> **DATASET RECORDS**:
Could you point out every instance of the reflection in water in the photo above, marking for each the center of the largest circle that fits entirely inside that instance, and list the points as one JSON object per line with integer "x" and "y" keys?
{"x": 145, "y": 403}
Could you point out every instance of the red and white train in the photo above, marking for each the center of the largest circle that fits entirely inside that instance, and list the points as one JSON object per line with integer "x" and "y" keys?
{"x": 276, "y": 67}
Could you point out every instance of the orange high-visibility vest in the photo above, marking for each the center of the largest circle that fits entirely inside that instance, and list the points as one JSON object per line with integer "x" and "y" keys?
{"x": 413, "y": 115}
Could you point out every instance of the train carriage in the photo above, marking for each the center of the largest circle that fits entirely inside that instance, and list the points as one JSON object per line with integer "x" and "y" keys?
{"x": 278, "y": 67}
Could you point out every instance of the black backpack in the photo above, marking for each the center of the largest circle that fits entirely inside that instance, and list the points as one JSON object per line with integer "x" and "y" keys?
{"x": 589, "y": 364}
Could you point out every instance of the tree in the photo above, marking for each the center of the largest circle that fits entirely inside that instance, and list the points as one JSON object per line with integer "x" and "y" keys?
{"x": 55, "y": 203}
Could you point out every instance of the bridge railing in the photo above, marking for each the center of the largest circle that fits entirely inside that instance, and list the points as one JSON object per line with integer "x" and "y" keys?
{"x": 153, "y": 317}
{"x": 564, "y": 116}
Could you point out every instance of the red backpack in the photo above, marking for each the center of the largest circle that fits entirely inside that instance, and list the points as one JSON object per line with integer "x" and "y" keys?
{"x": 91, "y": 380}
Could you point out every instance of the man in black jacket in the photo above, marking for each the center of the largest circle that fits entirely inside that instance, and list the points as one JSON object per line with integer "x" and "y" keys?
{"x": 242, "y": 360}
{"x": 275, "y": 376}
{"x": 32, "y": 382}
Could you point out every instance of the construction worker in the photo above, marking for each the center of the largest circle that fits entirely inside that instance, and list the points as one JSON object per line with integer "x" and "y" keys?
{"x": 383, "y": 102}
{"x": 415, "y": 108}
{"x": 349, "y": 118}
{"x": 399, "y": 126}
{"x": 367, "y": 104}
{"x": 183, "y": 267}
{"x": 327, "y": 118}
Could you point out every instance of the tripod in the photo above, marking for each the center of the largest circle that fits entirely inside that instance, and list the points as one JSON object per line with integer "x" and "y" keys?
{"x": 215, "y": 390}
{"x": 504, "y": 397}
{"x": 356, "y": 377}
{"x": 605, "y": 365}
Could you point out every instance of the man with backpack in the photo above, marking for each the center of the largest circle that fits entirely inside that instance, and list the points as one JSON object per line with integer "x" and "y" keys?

> **WHAT YOU HAVE TO DO**: Could you retype the records word for word, starting at the line that contains "Could you point out every instance of the construction" and continuing through the end of the records?

> **FINISHED TASK**:
Could you point out every instance of the construction worker in the photo above, marking for each the center of the largest circle that fits entirely inside that instance, and list the points as one JSON object per line with integer "x" and "y" keys?
{"x": 383, "y": 102}
{"x": 415, "y": 108}
{"x": 349, "y": 118}
{"x": 399, "y": 126}
{"x": 367, "y": 104}
{"x": 183, "y": 267}
{"x": 327, "y": 118}
Could you point out every instance of the tripod in the photo above, marking for each the center of the largest circle that fits entirely inside that instance, and list the points as one JSON object per line with integer "x" and "y" keys?
{"x": 215, "y": 390}
{"x": 504, "y": 397}
{"x": 356, "y": 377}
{"x": 605, "y": 365}
Could you point out every instance of the man with backpack in the photo above, marking for each the center of the largest circle that fits entirely inside that instance, and list the points as one JSON object per line with integer "x" and "y" keys?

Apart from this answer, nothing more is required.